DATA
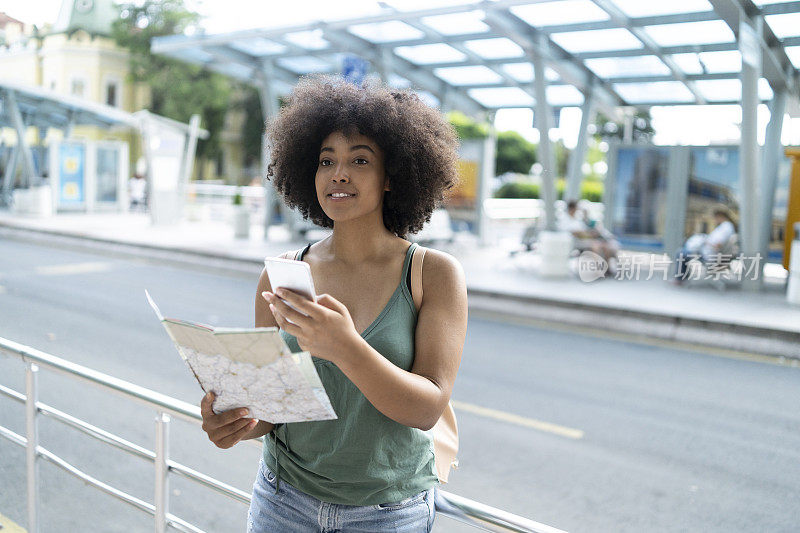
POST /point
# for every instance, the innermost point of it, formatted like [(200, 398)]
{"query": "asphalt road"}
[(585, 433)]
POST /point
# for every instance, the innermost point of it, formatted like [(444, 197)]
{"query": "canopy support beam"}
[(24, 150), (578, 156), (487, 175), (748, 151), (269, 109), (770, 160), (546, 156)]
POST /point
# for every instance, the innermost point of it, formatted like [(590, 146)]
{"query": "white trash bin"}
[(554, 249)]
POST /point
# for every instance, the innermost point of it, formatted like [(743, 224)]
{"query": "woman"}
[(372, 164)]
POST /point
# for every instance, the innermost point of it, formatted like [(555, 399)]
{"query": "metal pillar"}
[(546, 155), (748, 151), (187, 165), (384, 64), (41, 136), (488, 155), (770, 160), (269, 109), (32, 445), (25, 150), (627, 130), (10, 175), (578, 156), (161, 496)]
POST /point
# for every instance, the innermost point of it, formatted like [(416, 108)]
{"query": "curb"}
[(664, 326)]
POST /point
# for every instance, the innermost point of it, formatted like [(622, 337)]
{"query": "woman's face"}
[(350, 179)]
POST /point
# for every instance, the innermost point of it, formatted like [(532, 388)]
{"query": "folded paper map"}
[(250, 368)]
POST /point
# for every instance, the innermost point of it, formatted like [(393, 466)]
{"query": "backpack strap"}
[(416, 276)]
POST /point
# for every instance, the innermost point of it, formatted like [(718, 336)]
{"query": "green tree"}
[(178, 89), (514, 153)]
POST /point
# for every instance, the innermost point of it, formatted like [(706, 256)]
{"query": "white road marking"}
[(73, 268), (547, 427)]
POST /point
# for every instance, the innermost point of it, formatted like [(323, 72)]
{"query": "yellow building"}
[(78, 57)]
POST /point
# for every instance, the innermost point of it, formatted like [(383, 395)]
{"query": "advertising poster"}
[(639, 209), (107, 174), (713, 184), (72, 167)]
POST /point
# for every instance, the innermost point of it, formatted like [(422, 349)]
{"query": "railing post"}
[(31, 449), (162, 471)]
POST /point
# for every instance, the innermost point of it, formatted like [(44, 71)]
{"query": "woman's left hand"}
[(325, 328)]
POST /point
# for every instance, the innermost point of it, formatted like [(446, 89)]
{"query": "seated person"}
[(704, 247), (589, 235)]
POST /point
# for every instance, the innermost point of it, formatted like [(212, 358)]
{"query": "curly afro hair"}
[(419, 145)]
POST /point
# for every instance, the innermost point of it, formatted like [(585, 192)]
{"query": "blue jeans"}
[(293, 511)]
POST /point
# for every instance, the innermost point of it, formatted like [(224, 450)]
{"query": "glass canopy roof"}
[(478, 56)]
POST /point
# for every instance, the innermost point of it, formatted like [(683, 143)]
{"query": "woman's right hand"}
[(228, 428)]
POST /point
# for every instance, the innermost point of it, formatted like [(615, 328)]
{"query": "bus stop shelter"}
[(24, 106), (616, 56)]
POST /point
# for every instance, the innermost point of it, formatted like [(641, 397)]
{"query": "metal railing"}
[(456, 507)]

EXERCISE PROMPT
Rewrite each line of the records above as a Markdown table with the columns Row and Line, numbering the rows and skipping any blank lines. Leave out the pictures.

THE RESPONSE
| Row | Line |
|---|---|
| 1 | POST /point |
| 2 | # for every instance, the innermost point of it, formatted like [(200, 398)] |
| 3 | {"query": "asphalt road"} |
| 4 | [(585, 433)] |
| 5 | POST /point |
| 6 | # for every instance, the innermost point of it, formatted like [(444, 197)] |
| 7 | {"query": "canopy support beam"} |
| 8 | [(24, 150), (578, 156), (487, 175), (748, 151), (269, 109), (770, 160), (546, 156)] |
| 9 | POST /point |
| 10 | # for every instance, the innermost point of it, formatted like [(590, 146)] |
| 11 | {"query": "white trash bin"} |
| 12 | [(554, 249)] |
| 13 | POST /point |
| 14 | # for every instance, the innermost point of it, formatted like [(743, 224)] |
| 15 | {"query": "woman"} |
| 16 | [(372, 164)] |
| 17 | POST /point |
| 18 | # for every instance, the innermost point of it, formatted like [(555, 399)] |
| 19 | {"query": "metal pillar"} |
| 20 | [(546, 155), (748, 151), (187, 165), (384, 64), (41, 136), (488, 155), (770, 160), (269, 109), (32, 445), (25, 150), (627, 130), (10, 175), (578, 156), (161, 496)] |
| 21 | POST /point |
| 22 | # for every instance, the innermost point of it, formatted like [(416, 108)] |
| 23 | {"query": "curb"} |
| 24 | [(664, 326)] |
| 25 | POST /point |
| 26 | # for every instance, the innermost point of it, formatted like [(622, 337)] |
| 27 | {"query": "woman's face"} |
| 28 | [(350, 179)] |
| 29 | POST /point |
| 30 | # for every instance, the innermost point of it, formatted like [(532, 388)] |
| 31 | {"query": "folded paper map"} |
| 32 | [(250, 368)] |
| 33 | POST /point |
| 34 | # for every instance, the innermost point of it, formatted like [(393, 466)] |
| 35 | {"query": "backpack strap"} |
| 36 | [(416, 276)] |
| 37 | POST /point |
| 38 | # for every instance, the innermost point of it, formatted like [(718, 336)] |
| 39 | {"query": "green tree"} |
| 40 | [(178, 89), (514, 153)] |
| 41 | POST /point |
| 42 | # for every instance, the innermost point of it, formatted like [(706, 256)] |
| 43 | {"query": "white road marking"} |
| 44 | [(73, 268), (547, 427)] |
| 45 | POST /point |
| 46 | # for every instance, the innermost point of it, formatted like [(323, 72)] |
| 47 | {"query": "yellow building"} |
| 48 | [(78, 57)] |
| 49 | POST /point |
| 50 | # for every instance, the innermost point of it, formatted like [(383, 395)] |
| 51 | {"query": "advertising poster"} |
| 52 | [(639, 209), (107, 174), (713, 184), (72, 167)] |
| 53 | POST /point |
| 54 | # for every instance, the innermost point of it, formatted like [(422, 349)] |
| 55 | {"query": "railing post"} |
| 56 | [(31, 449), (162, 471)] |
| 57 | POST /point |
| 58 | # for every instance, the innermost point of it, formatted like [(44, 71)] |
| 59 | {"query": "woman's left hand"} |
| 60 | [(325, 328)] |
| 61 | POST /point |
| 62 | # for every instance, the innermost point of it, formatted like [(446, 89)] |
| 63 | {"query": "seated person"} |
| 64 | [(704, 247), (589, 235)] |
| 65 | POST /point |
| 66 | # for every instance, the innermost point of it, formatted like [(212, 358)] |
| 67 | {"query": "curly afro hair"} |
| 68 | [(419, 145)] |
| 69 | POST /point |
| 70 | # for every instance, the innermost point of it, formatted like [(585, 192)] |
| 71 | {"query": "blue jeans"} |
| 72 | [(293, 511)] |
| 73 | POST /point |
| 74 | # for every instance, the innermost point of it, formatted like [(224, 450)] |
| 75 | {"query": "glass canopy roof"} |
| 76 | [(478, 56)] |
| 77 | POST /point |
| 78 | # for every instance, the innermost point of it, formatted like [(683, 143)] |
| 79 | {"query": "woman's right hand"} |
| 80 | [(228, 428)] |
| 81 | POST /point |
| 82 | # for every instance, the innermost point of it, formatted like [(615, 328)] |
| 83 | {"query": "bus stop shelter"} |
| 84 | [(24, 106), (616, 56)] |
| 85 | POST /point |
| 86 | # for every instance, the innermost point of it, formatted like [(641, 397)] |
| 87 | {"query": "metal railing"} |
| 88 | [(456, 507)] |